Reproduce the items below word for word, starting at the line that contains "woman's eyebrow, place" and continuing through the end of the items.

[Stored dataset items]
= = = = = = =

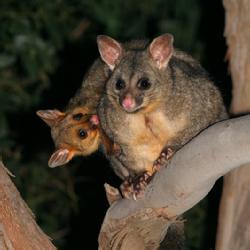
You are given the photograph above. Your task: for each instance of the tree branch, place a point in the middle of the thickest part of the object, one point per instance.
(187, 179)
(18, 229)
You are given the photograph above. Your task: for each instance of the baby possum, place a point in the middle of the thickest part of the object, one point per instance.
(76, 131)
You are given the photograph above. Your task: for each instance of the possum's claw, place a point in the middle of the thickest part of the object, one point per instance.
(134, 187)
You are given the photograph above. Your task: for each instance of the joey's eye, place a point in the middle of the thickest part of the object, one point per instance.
(120, 84)
(143, 84)
(82, 133)
(78, 116)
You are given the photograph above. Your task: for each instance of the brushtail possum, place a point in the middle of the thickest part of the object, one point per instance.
(77, 131)
(156, 99)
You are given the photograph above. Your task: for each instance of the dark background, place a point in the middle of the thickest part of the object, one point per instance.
(45, 49)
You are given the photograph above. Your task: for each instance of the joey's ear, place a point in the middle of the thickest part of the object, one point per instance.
(161, 49)
(61, 157)
(51, 116)
(110, 50)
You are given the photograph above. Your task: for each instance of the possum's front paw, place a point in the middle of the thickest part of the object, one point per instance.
(133, 188)
(161, 161)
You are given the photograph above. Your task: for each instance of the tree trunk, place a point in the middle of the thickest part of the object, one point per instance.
(234, 217)
(187, 179)
(18, 229)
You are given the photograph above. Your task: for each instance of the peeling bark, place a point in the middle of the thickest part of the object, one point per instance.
(187, 179)
(18, 229)
(234, 217)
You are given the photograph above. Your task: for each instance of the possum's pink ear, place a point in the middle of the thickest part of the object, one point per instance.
(110, 50)
(51, 116)
(60, 157)
(161, 50)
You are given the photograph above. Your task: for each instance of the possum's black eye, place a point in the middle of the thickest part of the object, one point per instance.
(82, 133)
(120, 84)
(143, 84)
(78, 116)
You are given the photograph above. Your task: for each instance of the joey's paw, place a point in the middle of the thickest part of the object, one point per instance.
(165, 155)
(133, 188)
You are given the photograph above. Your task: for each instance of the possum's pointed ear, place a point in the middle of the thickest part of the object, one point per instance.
(161, 50)
(61, 157)
(110, 50)
(51, 116)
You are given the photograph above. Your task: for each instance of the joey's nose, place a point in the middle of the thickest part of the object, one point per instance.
(128, 103)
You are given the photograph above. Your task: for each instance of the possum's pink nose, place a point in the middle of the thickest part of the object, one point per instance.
(128, 103)
(94, 120)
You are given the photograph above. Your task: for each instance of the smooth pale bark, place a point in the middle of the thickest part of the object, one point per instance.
(18, 229)
(188, 177)
(234, 218)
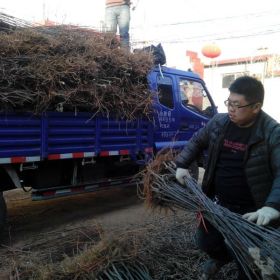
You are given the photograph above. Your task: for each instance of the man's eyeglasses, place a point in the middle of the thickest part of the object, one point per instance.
(234, 105)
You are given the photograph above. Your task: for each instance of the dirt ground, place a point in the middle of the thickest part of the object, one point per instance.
(35, 225)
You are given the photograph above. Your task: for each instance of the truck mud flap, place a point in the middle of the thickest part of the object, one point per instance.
(44, 194)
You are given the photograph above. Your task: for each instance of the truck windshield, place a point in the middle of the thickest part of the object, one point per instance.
(165, 92)
(194, 97)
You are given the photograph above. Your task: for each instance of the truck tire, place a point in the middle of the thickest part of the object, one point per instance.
(194, 170)
(3, 213)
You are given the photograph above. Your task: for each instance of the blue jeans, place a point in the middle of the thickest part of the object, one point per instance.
(119, 16)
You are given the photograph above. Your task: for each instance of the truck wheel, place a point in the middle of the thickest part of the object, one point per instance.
(194, 170)
(3, 212)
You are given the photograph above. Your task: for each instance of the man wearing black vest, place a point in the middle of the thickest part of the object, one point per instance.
(243, 167)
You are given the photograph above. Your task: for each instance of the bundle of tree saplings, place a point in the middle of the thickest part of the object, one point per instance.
(257, 248)
(68, 68)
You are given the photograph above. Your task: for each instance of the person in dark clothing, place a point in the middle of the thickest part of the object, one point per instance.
(243, 168)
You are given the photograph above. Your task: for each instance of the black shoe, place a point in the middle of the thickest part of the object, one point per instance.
(211, 268)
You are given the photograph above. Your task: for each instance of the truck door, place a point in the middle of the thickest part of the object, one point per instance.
(165, 115)
(195, 107)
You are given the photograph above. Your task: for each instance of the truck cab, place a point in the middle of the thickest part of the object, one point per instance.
(182, 105)
(66, 153)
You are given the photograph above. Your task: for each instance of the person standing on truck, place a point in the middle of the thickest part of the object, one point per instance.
(117, 14)
(242, 170)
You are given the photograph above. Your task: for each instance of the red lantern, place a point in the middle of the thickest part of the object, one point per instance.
(211, 50)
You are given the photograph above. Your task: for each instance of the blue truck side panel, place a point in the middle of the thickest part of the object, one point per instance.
(59, 133)
(20, 135)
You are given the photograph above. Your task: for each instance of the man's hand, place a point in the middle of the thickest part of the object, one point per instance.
(180, 174)
(263, 216)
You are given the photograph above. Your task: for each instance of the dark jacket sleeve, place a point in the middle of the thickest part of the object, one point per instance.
(273, 199)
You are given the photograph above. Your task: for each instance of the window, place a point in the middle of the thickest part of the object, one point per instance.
(165, 92)
(194, 97)
(229, 78)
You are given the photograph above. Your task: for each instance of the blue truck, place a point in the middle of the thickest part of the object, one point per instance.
(63, 153)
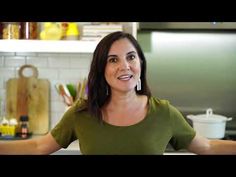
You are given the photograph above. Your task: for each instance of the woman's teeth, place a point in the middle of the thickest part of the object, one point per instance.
(125, 77)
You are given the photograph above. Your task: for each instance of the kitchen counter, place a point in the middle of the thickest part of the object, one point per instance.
(73, 149)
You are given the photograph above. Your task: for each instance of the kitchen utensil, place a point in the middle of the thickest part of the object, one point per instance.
(29, 96)
(209, 125)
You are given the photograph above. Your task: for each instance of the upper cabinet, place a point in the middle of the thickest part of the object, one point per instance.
(59, 46)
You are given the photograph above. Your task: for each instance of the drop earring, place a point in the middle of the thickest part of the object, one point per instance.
(107, 90)
(139, 85)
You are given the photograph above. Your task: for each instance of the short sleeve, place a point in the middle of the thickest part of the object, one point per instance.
(182, 131)
(64, 131)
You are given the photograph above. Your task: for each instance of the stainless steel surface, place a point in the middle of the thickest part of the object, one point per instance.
(193, 70)
(186, 25)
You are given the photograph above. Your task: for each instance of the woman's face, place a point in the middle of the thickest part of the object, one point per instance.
(123, 67)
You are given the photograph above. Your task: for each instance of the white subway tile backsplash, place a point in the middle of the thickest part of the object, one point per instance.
(7, 54)
(69, 73)
(1, 61)
(79, 62)
(48, 73)
(8, 72)
(25, 54)
(58, 106)
(14, 61)
(58, 62)
(37, 61)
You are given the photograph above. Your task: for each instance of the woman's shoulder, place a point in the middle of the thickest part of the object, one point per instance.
(159, 102)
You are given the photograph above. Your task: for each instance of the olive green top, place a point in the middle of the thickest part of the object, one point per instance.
(163, 124)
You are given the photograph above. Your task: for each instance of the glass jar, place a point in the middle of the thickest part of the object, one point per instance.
(10, 30)
(29, 30)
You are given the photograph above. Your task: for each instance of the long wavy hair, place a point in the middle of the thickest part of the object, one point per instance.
(97, 85)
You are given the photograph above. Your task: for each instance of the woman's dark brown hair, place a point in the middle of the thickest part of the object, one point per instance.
(97, 85)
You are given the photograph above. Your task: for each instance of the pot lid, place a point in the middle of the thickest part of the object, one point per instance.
(209, 117)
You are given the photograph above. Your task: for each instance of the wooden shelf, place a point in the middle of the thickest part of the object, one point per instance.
(47, 46)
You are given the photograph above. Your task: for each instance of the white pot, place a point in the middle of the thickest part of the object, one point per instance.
(210, 125)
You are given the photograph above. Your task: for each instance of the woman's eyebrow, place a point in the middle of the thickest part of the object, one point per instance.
(131, 52)
(111, 56)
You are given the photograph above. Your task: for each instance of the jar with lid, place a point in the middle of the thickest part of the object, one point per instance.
(11, 30)
(24, 126)
(29, 30)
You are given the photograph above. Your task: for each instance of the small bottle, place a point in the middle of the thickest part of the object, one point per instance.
(29, 30)
(24, 127)
(11, 30)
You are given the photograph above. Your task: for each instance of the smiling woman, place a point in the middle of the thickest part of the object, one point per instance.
(120, 115)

= = = = = = =

**Task answer**
You are given the photograph above. Your task: for each instance of the woman's eyebrow, place a point in the middle of the thickest part of the object, one point per instance.
(131, 52)
(111, 56)
You are given the photograph above. Your task: for each instance of the jar with lid, place a point in the middle of the thickest part of the object, one point per instance.
(11, 30)
(24, 126)
(29, 30)
You are given the photograph above. Your task: for each instance of the small bottle, place a point in the middle of the thickest part of the object, one point per instance.
(29, 30)
(24, 127)
(11, 30)
You are given the photograph above. Your task: for each instance of the smiling woman, place a point in the middle of the thickest part of the object, one point per instance.
(120, 115)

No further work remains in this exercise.